### Exercise instructions
Pictures aside, each record should be reproduced exactly.

[Point localization data]

*** Block opens ***

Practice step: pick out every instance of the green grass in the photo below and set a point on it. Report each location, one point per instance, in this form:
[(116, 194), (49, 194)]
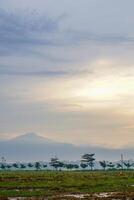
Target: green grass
[(48, 183)]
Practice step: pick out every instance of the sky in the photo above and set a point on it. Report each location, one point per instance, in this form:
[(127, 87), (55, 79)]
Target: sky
[(67, 70)]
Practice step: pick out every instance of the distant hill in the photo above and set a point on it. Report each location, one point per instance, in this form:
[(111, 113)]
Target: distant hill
[(32, 147)]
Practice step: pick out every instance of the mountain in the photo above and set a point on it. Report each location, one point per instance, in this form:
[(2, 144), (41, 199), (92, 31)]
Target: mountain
[(32, 147)]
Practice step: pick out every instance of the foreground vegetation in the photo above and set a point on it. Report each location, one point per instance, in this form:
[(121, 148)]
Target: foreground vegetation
[(50, 183)]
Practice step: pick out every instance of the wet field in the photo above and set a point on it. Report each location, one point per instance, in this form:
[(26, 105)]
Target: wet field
[(50, 185)]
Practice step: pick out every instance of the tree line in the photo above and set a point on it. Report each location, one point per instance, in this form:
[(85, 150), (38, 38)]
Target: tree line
[(87, 162)]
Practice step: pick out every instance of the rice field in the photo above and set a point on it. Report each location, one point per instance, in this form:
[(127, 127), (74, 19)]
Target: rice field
[(66, 184)]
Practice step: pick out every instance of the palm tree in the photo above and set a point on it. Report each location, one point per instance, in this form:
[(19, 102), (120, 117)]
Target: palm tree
[(89, 160), (30, 165), (127, 164), (111, 165), (37, 165), (83, 165), (22, 166), (69, 166), (15, 165), (55, 163), (103, 164), (119, 166)]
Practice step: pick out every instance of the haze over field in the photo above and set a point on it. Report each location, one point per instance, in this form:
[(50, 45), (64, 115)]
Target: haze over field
[(67, 71)]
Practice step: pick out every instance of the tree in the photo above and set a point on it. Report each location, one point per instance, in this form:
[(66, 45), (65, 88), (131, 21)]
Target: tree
[(55, 163), (127, 164), (76, 166), (30, 165), (89, 160), (45, 166), (111, 165), (3, 166), (37, 165), (22, 166), (83, 165), (69, 166), (103, 164), (15, 165), (119, 165)]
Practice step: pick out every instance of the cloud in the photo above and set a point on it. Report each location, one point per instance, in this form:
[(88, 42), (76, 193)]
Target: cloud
[(19, 31)]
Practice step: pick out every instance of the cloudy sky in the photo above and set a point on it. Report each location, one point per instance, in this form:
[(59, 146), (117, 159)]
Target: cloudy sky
[(67, 70)]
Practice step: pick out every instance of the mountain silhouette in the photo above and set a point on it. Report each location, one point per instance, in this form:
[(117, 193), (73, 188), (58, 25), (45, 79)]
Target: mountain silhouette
[(33, 147)]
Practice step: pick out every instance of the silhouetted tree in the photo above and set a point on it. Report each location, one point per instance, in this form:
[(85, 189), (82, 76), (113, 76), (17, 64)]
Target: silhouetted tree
[(69, 166), (15, 165), (103, 164), (89, 160), (30, 165), (127, 164), (76, 166), (83, 165), (37, 165), (118, 165), (22, 166), (111, 165), (56, 163)]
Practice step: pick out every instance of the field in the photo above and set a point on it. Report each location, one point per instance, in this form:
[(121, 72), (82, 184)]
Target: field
[(53, 185)]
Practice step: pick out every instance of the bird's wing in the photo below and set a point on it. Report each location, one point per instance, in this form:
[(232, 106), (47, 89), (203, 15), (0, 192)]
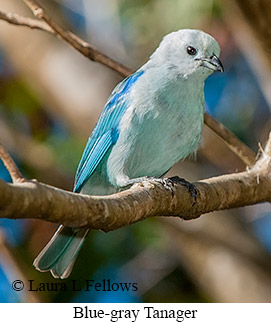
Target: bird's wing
[(105, 134)]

*** Block closes ***

### Answer to this task
Practice step: pick out every instance of the green grass in the photo below and set a point on it. Report each location, one point per instance, in this form:
[(116, 194), (49, 194)]
Target: green grass
[(48, 183)]
Practice step: pick out every instance of the sky in the photo above and set a point on it. Report each location, one point per instance, in this form:
[(127, 87), (55, 79)]
Target: sky
[(67, 70)]
Practice step: pick out every instance of the distant hill in the photo above and set a point on it. Report each location, one point per instance, in this form:
[(111, 113)]
Target: distant hill
[(32, 147)]
Practice step: pick out every instance of the mountain in the photo above and set a point on it. Report each location, one point per instance, in this form:
[(2, 144), (41, 199), (92, 31)]
Target: mountain
[(32, 147)]
Practice step: pick out every instance of the foreground vegetation in the photo above and set a point on it. Report each location, one point per instance, in this form:
[(121, 148)]
Target: foreground vegetation
[(50, 183)]
Practice step: pick out every instance of the wet field in the photo above and set a point on it. Report each location, one point per instance, in this form:
[(26, 105)]
Target: wet field
[(50, 185)]
Practice step: pick out every instance of the tree line in the photo above and set a point on it. Report each location, one point per instance, in this form:
[(85, 150), (38, 38)]
Target: tree line
[(87, 162)]
Practice step: pick out every instance of the rice field in the photo above and set a point on it. Report each location, one point per instance, in this form:
[(127, 127), (74, 19)]
Target: rice field
[(66, 184)]
Practice step: pick out every instance of the palm tree in the photo above and set a point on it. Report each location, one point per instance, in this form:
[(19, 102), (120, 117)]
Target: palm tree
[(89, 160), (30, 165), (127, 164), (111, 165), (37, 165), (83, 165), (22, 166), (69, 166), (15, 165), (55, 163), (103, 164), (119, 166)]
Practice step: pick out every instance of the haze over field in the photo above and set a point on it. Report each location, one point per instance, in this form:
[(50, 45), (64, 115)]
Target: haze over field
[(67, 71)]
Practice step: pick out every instance of the tree in the photo above and set a point on it. Report each location, one point per instance, in this form:
[(66, 45), (65, 88), (131, 21)]
Target: tree
[(55, 163), (127, 164), (76, 166), (30, 165), (89, 160), (45, 166), (111, 165), (3, 166), (37, 165), (22, 166), (83, 165), (69, 166), (103, 164), (15, 165), (119, 165)]
Practice step: pick out every instance of the cloud in the photo above and set a point on it. Report each location, one point per instance, in this form:
[(88, 42), (76, 193)]
Target: cloud
[(19, 31)]
Practice step: pick out every instance of the cloudy sky in the photo above and set a point on it. Report each location, one point per instance, in this form:
[(59, 146), (117, 159)]
Target: cloudy sky
[(67, 70)]
Practice step: pick out every instance of the mountain silhouette in the photo above and set a point on it. Report each location, one point per instance, in this form:
[(117, 193), (73, 188), (58, 25), (45, 79)]
Target: mountain silhouette
[(33, 147)]
Practice step: pick out every instance of the silhouetted tree in the photo above and set a point on it. Report each location, one point per instance, in this form:
[(85, 189), (82, 76), (113, 76), (17, 64)]
Target: silhouetted tree
[(69, 166), (15, 165), (103, 164), (89, 160), (30, 165), (127, 164), (76, 166), (83, 165), (37, 165), (118, 165), (22, 166), (111, 165), (56, 163)]
Practice step: pick out every instance of the field in the photo above and set a point on it. Report each location, one point per instance, in this form:
[(121, 72), (82, 184)]
Target: field
[(53, 185)]
Practice step: pick out every instance of the bird's wing in the photo below and set a point on it. Report each location, one point per instance, in this form:
[(232, 106), (47, 89), (203, 15), (0, 192)]
Target: bird's wing
[(105, 134)]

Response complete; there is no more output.